PROBLEM DESCRIPTION: Reproduce the lines of the listing from the one containing "Could you please locate the shadow" through the one containing "<point>259,477</point>", inclusive, substituting "image" for each "photo" and changing nothing else.

DATA FOR THIS EXERCISE:
____________________
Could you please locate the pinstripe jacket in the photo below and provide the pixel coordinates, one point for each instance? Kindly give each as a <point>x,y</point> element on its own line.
____________________
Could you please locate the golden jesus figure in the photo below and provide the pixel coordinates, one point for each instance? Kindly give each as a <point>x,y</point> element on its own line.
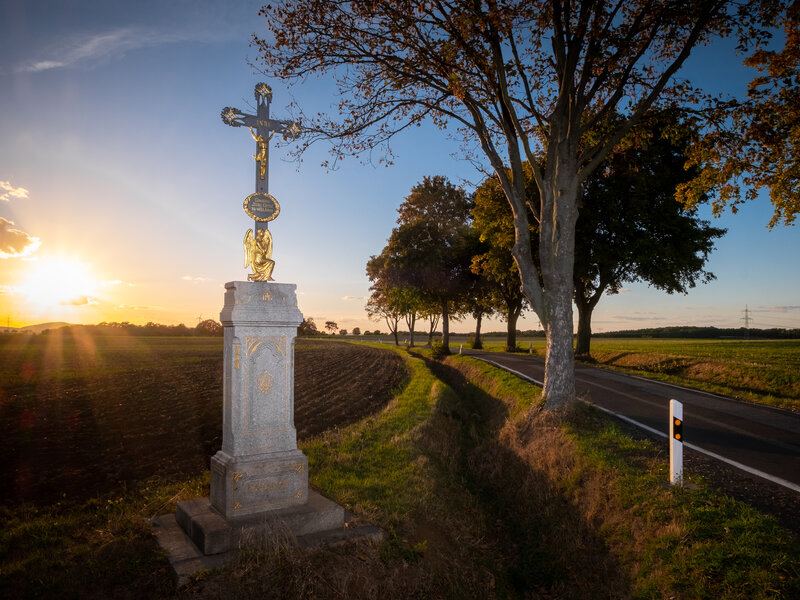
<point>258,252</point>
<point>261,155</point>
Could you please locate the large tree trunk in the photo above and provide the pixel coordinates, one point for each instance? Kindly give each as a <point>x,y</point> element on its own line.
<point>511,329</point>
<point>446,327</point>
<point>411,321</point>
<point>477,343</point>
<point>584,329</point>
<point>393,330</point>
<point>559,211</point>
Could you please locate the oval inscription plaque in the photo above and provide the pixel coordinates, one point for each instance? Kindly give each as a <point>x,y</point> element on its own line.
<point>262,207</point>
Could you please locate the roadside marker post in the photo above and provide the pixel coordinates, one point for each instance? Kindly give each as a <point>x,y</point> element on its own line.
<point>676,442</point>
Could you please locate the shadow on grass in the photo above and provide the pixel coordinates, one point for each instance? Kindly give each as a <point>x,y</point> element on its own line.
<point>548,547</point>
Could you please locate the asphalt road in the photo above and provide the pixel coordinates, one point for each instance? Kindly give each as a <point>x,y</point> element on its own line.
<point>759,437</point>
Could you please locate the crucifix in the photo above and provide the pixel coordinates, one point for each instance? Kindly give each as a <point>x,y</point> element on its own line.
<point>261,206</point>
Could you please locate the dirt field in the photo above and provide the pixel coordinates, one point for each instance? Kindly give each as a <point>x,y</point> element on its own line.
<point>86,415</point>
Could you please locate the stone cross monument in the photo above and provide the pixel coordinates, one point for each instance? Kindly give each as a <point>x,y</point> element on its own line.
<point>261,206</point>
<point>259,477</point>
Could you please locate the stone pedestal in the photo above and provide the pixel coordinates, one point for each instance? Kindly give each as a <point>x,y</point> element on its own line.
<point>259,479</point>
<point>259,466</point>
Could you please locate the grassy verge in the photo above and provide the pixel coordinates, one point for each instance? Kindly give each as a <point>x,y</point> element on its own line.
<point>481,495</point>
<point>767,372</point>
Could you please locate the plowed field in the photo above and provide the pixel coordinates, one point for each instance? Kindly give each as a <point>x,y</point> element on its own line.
____________________
PROBLEM SOLUTION:
Could you please locate the shadow on grass in the image above and provide the pixel coordinates, one point for each instance? Kindly give each as a <point>x,y</point> element on its own line.
<point>548,547</point>
Could you please locate the asphalt road in the image above and provide the pixel coordinates, one point for each instance? Kindly give each as a <point>x,y</point> element on its own line.
<point>759,437</point>
Could you please locate the crucifix in the image above and provide the pixel coordinates, one point for each instance? Kindly give each as a <point>x,y</point> element on its own line.
<point>261,206</point>
Could you please locate the dirt field in the image above and provide the pixel coordinates, one point for each instance? Kindly give each as a <point>x,y</point> element on its own line.
<point>86,415</point>
Could you please locate the stone cross monument in the image above and provide the pixel coordinates, one point for each instance? Kindly give each as a <point>x,y</point> element on its own line.
<point>261,206</point>
<point>259,477</point>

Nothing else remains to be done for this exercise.